== DATASET CONTENT ==
== == ==
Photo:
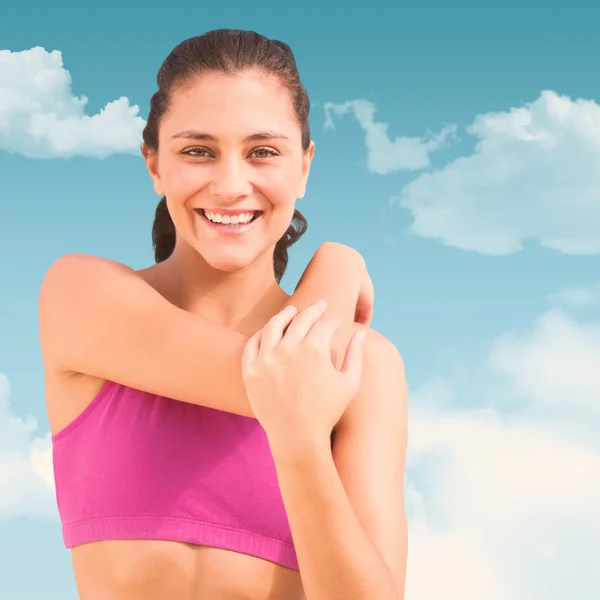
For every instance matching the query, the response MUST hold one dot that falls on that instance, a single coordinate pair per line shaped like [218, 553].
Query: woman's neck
[242, 300]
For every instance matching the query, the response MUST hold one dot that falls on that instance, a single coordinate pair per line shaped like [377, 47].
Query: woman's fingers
[321, 334]
[302, 324]
[272, 332]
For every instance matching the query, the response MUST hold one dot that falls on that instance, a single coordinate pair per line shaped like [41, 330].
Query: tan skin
[193, 315]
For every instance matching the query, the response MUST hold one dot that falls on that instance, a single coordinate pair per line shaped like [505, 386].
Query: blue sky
[458, 148]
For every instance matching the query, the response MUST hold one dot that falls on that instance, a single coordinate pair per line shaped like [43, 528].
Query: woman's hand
[295, 391]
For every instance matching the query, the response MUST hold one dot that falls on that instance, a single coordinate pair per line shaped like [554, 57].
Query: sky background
[458, 149]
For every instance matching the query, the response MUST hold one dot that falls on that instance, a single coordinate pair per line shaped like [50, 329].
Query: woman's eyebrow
[193, 134]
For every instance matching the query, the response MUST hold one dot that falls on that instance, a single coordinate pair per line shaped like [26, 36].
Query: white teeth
[229, 220]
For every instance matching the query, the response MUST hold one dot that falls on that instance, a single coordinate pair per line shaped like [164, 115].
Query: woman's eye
[259, 153]
[266, 153]
[194, 152]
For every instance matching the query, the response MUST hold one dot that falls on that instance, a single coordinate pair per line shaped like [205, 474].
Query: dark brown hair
[227, 51]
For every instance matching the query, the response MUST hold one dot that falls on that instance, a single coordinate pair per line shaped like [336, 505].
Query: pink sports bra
[134, 465]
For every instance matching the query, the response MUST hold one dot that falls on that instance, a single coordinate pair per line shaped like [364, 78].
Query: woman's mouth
[232, 224]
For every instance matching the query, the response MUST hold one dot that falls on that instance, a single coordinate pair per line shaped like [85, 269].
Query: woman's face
[229, 145]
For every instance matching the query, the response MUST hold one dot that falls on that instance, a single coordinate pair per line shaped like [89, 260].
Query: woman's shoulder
[379, 352]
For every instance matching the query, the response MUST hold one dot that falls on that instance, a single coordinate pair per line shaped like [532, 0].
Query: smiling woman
[212, 436]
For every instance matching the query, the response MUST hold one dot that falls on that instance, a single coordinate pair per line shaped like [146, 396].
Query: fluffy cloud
[534, 174]
[385, 155]
[26, 475]
[41, 118]
[504, 500]
[577, 297]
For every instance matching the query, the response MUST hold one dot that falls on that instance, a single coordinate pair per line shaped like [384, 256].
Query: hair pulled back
[227, 51]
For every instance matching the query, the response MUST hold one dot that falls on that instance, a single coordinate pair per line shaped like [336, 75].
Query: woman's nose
[230, 180]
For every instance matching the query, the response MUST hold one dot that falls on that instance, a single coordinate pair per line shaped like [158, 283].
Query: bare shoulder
[67, 393]
[77, 268]
[381, 356]
[383, 397]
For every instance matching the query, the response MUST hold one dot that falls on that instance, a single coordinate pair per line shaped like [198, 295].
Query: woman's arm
[99, 317]
[346, 511]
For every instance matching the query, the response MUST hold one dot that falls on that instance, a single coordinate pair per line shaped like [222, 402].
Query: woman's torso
[149, 569]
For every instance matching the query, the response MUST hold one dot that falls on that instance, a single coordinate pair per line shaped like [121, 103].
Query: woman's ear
[151, 159]
[306, 162]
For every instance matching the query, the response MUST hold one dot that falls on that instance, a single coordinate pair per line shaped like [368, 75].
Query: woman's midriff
[163, 570]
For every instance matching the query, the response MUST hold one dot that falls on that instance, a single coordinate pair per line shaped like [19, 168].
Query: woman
[192, 403]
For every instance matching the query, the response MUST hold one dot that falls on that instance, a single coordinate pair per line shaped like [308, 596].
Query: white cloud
[40, 117]
[577, 297]
[534, 174]
[385, 155]
[26, 474]
[506, 504]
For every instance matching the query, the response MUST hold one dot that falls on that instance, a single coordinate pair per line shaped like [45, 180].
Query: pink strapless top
[134, 465]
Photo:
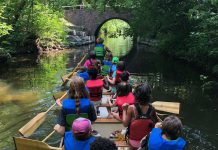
== == ==
== DIRECTION ==
Copy out word for word the lines beginning with the one containing "like [19, 168]." and continuing through the final line above, both included, and leave out the pictures.

== RESPONSE TO THE EXERCISE ==
For every instance matching the query, the response MUST hold one dot that falls on that instance, a single coordinate pair per line shaped like [19, 168].
Query: woman
[192, 403]
For every instance matching the query, the response MUST hold one dot that falls on that instance, a single coordinate pair per line shaped like [308, 596].
Query: white cloud
[40, 117]
[577, 297]
[534, 174]
[385, 155]
[26, 474]
[506, 504]
For every instance matching the query, the response MUST hold one dot that falls on that instance, a single coordinate pair per line shaped like [45, 180].
Query: pink strapless top
[134, 465]
Photo:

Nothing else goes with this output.